(Selected extract Opens)
Kicking off summer: lakeside in CT; a busy bee at the Brooklyn Botanic Gardens; Yankee Stadium; my annual nose-in-the-lilacs photo.

As if all of the above weren’t enough, my husband and I celebrated our seven-year wedding anniversary with a trip to Savannah. We had a few touristy to-do’s on our list (eat at Mrs. Wilkes Dining Room; take a tour of the Owens-Thomas mansion), but our days were largely free-form. We mostly ambled down shady tree-lined streets, taking in the architecture and thinking about Johnny Mercer. Lest I give the impression that things were too idyllic, I should disclose that I also caught a bitch of a chest cold. However, I found the bourbon cocktails to be extremely medicinal.

Scenes from Savannah: sniffly and sipping bourbon for its medicinal value; a plate of home cooking at Mrs. Wilkes Dining Room; the Mercer-Williams house; a rendezvous with the Sentimental Gentleman from Georgia himself, Mr. Johnny Mercer.

Looking ahead, I’m feeling quite territorial about my time. Things are bound to get busy this summer, what with tour dates and assorted professional obligations, but I’m determined to set plenty of time aside for reading, seeing friends, picnicking, listening to music, watching baseball, daydreaming in the park…all the things that make summer, well, summer. Spending Memorial Day weekend lakeside in Connecticut felt like a good start.

The pas de deux between productivity and recreation can sometimes more closely resemble the French Danse Apache, but I firmly believe we sacrifice leisure for busy-ness at our peril. The very word “recreation” holds the key: when we take time to smell the roses, i.e. recreate, we re-create ourselves and emerge renewed, ready to meet our obligations with joy and optimism.

In April and May, I…
Blogged about: March. Close-harmony girl groups (for Duchess).

Watched: Baseball, natch. Via Dolorosa, live and in-person, acted by the wonderful Jonathan Tindle. Midnight in the Garden of Good and Evil, in preparation for Savannah.
(Selected extract Closes)
(Study material Opens)
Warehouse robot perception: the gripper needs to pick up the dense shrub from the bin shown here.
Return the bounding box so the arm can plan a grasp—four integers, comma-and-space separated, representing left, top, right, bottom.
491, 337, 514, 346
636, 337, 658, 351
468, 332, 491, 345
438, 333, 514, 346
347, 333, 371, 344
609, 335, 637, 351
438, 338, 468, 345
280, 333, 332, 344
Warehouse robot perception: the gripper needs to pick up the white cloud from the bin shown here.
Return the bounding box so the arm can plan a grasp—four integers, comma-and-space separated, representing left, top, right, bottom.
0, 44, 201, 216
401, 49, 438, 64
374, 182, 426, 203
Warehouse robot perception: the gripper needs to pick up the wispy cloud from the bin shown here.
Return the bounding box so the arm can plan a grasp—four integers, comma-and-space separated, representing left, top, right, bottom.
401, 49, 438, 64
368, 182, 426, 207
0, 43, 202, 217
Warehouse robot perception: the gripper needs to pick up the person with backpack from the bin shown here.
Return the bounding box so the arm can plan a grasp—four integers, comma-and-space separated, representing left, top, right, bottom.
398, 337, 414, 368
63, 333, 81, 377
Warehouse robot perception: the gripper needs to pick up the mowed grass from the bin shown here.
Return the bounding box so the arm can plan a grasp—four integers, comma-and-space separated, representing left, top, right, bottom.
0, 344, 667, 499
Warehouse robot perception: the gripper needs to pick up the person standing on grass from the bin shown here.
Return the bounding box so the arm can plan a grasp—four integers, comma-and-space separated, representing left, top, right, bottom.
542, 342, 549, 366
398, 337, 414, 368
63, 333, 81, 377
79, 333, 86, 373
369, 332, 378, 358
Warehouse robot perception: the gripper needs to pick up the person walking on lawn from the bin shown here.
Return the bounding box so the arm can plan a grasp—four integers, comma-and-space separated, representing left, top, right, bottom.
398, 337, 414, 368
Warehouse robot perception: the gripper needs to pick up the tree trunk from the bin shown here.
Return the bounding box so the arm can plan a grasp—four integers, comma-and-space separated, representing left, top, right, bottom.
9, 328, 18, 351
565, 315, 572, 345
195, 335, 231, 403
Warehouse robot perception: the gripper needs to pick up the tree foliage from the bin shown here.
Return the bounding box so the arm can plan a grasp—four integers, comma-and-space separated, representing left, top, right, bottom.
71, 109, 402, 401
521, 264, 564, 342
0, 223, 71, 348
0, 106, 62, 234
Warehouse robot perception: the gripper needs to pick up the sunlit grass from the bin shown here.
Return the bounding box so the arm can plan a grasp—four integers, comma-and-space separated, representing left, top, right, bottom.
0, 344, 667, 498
(Study material Closes)
In the summer blog post, condense the paragraph beginning "As if all of the above weren't enough" into a shorter version that keeps its main facts.

My husband and I marked our seven-year wedding anniversary with a trip to Savannah. Besides a few touristy plans (eating at Mrs. Wilkes Dining Room and touring the Owens-Thomas mansion), we spent our days wandering shady, tree-lined streets, admiring the architecture and thinking about Johnny Mercer. I also caught a bad chest cold, but the bourbon cocktails proved very medicinal.